TO DO: Will you lay out the lines from the one with "Mark one point on each instance of the textured" up to and including the one with "[(82, 188)]" as a numbered list, skipping any blank lines?

Start of INPUT DATA

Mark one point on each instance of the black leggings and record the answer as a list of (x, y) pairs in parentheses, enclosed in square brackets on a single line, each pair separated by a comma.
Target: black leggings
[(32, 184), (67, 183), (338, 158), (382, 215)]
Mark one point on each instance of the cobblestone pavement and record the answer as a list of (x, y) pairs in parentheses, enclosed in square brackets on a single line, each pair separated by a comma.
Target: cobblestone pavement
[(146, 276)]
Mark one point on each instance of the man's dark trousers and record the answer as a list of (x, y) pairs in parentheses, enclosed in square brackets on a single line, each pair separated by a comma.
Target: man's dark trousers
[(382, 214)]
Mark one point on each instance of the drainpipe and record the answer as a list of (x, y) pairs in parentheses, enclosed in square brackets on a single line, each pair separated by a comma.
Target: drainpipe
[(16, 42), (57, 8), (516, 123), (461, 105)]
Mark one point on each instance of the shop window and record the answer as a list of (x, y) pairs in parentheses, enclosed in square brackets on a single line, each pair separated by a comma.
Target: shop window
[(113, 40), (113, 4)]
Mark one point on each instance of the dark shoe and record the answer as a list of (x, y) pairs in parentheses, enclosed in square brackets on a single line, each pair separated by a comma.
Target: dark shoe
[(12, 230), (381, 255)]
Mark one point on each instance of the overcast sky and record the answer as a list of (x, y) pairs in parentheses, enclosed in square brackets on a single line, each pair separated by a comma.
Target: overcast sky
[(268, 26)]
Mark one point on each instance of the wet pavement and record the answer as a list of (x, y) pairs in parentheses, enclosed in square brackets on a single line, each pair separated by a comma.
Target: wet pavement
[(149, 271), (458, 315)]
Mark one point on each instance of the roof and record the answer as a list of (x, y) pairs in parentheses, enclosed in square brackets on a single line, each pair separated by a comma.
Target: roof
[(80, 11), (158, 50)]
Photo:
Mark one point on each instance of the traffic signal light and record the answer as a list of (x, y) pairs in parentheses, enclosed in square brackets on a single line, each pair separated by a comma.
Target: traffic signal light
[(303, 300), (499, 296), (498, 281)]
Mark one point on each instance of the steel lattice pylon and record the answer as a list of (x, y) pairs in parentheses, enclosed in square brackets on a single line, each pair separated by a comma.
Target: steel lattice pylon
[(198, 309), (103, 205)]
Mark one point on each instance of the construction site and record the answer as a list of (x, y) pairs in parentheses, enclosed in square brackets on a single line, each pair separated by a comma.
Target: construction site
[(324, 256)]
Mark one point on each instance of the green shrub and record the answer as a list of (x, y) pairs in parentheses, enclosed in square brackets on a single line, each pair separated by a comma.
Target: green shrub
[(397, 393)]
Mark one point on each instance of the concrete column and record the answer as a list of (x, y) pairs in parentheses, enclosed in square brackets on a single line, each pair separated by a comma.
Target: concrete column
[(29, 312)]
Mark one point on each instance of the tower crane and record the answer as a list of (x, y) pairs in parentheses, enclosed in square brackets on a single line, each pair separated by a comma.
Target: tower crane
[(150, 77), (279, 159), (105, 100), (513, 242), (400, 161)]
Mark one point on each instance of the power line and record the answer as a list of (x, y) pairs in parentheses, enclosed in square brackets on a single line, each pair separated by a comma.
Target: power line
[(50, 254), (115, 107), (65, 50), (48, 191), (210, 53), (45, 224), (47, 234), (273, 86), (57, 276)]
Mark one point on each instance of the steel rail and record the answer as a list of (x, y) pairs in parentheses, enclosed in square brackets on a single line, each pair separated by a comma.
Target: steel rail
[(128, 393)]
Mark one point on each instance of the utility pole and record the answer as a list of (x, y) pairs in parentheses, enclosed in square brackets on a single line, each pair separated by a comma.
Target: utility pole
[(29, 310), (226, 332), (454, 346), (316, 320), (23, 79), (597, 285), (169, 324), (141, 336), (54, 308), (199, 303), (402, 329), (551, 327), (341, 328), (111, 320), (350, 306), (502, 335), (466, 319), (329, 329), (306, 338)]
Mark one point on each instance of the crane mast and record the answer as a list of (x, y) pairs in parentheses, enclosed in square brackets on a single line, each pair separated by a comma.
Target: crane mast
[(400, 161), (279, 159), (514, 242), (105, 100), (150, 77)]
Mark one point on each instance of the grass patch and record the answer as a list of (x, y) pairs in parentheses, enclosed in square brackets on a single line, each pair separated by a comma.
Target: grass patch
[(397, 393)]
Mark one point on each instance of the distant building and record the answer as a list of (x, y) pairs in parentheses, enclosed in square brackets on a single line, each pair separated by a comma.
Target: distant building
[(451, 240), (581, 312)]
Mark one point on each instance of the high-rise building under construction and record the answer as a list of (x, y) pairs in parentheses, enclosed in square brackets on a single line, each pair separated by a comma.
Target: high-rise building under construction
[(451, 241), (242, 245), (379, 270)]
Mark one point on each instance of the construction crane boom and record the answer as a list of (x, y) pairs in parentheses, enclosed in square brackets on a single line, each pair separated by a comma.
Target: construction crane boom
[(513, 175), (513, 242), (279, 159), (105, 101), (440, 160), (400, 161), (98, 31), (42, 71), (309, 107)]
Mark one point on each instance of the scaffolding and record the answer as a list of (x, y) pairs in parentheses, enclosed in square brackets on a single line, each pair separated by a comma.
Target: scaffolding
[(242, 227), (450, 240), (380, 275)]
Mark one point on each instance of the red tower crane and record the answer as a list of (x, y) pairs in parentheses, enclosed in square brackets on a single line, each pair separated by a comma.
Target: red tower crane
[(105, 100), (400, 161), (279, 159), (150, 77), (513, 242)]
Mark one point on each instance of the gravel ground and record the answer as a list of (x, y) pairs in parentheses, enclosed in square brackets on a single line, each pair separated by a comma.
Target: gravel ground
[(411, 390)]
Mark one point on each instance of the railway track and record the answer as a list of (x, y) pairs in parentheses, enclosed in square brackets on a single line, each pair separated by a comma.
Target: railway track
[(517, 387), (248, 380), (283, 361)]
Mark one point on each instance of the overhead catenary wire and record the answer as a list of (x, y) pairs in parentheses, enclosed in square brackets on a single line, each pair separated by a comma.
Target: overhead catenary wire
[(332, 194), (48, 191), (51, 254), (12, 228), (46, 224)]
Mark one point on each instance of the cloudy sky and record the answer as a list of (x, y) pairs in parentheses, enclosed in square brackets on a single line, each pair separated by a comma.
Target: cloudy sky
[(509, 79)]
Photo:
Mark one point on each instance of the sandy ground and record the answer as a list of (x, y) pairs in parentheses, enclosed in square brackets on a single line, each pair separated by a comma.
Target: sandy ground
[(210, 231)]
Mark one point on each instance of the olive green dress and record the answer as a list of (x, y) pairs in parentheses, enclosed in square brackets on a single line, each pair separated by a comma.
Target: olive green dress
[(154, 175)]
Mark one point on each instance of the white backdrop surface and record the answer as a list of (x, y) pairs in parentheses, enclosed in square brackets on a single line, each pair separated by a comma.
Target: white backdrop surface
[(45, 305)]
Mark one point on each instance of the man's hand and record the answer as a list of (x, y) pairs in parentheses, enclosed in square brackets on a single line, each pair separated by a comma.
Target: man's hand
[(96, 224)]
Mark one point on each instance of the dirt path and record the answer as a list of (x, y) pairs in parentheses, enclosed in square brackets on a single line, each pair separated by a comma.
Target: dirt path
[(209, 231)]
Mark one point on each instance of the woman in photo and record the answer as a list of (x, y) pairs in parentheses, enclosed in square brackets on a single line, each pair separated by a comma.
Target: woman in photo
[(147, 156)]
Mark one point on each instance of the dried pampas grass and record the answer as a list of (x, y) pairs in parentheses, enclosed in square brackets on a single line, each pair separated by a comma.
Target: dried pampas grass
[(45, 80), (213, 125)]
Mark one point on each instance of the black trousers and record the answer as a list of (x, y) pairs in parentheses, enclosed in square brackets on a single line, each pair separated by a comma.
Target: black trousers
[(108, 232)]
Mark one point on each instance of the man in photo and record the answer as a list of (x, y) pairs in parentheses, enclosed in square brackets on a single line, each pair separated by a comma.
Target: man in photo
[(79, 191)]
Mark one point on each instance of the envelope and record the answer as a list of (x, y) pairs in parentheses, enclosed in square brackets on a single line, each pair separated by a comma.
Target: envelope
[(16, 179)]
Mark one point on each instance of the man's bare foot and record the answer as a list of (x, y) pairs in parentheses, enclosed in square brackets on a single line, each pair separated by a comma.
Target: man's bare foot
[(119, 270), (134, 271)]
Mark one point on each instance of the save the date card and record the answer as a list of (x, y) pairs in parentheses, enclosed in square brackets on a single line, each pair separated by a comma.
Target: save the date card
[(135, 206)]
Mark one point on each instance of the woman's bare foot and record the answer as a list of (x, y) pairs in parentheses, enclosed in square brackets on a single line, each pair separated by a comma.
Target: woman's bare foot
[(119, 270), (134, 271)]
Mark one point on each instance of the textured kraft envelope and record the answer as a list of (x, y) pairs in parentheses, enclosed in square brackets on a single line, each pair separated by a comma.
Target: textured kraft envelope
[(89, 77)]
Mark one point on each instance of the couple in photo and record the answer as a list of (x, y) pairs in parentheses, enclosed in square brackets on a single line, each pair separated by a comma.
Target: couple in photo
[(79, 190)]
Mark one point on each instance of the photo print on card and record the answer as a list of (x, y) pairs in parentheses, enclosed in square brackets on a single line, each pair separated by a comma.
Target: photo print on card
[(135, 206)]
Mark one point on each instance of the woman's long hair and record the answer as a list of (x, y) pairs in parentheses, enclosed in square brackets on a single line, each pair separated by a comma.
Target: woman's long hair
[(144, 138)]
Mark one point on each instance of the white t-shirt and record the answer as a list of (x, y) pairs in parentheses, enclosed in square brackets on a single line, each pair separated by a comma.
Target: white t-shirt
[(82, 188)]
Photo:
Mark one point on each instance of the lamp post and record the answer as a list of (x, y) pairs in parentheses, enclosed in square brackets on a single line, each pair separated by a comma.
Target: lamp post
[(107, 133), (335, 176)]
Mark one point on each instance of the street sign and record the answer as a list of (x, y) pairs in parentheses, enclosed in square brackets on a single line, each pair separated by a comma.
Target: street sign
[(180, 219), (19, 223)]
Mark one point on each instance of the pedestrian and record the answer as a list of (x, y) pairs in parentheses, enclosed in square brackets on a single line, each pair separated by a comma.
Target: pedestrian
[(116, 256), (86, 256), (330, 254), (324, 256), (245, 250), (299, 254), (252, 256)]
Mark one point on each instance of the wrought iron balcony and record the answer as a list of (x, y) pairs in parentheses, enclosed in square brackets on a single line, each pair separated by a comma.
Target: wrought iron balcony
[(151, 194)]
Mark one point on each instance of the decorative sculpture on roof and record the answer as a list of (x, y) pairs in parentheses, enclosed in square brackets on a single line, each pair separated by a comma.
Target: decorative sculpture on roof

End of INPUT DATA

FINISHED TASK:
1. Mark one point on each instance of the textured kraft envelope and record the answer as a list of (x, y) pairs in parentheses, enclosed in square brackets on a single line, each pair separated by a comma.
2. Target: textured kraft envelope
3. [(89, 77)]
4. Mark one point on each instance of the couple in photo and record the answer as a list of (x, y) pairs in parentheses, enclosed in square brackets on a single line, each pair separated by a comma.
5. Target: couple in photo
6. [(79, 190)]
7. Mark one point on each instance of the photo print on card and record the answer as a list of (x, y) pairs in parentheses, enclosed in square brackets on a single line, each pair separated by a comma.
8. Target: photo print on card
9. [(135, 206)]
10. Mark one point on each instance of the woman's long hair and record the answer as a list of (x, y) pairs in parentheses, enclosed in square brackets on a single line, each pair separated by a comma.
11. Target: woman's long hair
12. [(144, 138)]
13. Mark one point on each instance of the white t-shirt and record the answer as a list of (x, y) pairs in parentheses, enclosed in square brackets on a single line, each pair separated by a comma.
14. Target: white t-shirt
15. [(82, 188)]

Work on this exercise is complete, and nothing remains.